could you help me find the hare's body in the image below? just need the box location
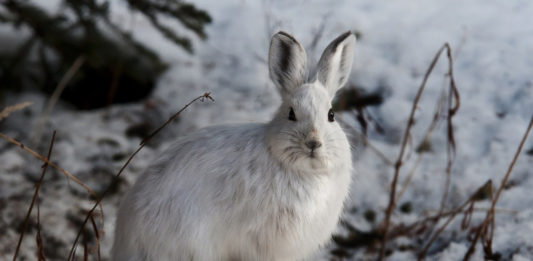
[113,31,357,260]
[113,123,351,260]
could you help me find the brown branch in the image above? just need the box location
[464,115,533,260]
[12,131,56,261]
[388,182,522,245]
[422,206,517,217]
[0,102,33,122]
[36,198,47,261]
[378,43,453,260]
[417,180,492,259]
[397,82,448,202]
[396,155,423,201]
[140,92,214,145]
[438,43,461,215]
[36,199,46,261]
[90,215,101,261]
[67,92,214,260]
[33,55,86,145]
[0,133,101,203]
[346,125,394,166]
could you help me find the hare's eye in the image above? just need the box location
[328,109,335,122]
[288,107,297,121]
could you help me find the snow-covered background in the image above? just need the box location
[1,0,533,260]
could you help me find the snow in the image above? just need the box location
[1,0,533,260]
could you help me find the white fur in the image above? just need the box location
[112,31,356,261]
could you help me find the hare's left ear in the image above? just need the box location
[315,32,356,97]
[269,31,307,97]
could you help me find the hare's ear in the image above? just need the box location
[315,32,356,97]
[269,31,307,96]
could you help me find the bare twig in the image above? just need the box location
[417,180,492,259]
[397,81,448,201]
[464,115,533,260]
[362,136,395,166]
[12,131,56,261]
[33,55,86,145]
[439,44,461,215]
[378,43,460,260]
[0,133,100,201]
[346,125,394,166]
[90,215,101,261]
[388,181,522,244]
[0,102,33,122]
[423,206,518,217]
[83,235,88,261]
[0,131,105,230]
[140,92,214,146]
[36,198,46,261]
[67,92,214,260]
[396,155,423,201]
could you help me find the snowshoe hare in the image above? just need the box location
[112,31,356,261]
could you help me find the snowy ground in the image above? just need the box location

::::::::::

● **TASK DIRECTIONS**
Repeat only the lines running from the line that contains "could you help me find the snow in" through the last line above, inclusive.

● **OUTPUT FOR THIS TASK**
could you help me find the snow in the image above? just need the box location
[1,0,533,260]
could you help me find the white fur in the image above? just need the box location
[112,31,356,261]
could you help me find the hare's left ear in the image above? just need the box location
[315,32,356,97]
[269,31,307,97]
could you help me find the hare's ear in the image above? just need the box location
[315,32,356,97]
[269,31,307,96]
could you help me find the bare twig in the image above? just need the box location
[417,180,492,259]
[397,81,448,201]
[464,115,533,260]
[362,136,395,166]
[12,131,56,261]
[33,55,86,145]
[439,44,461,215]
[378,43,460,260]
[0,133,100,201]
[346,125,394,166]
[90,215,101,261]
[388,181,522,244]
[0,102,33,122]
[423,206,518,217]
[83,235,88,261]
[0,131,105,230]
[140,92,214,146]
[36,198,46,261]
[67,92,214,260]
[396,155,423,201]
could you help me find the snowshoe hare in the image above? just need the box location
[112,31,356,261]
could you help me find the snowy ground in the image above? just need the box location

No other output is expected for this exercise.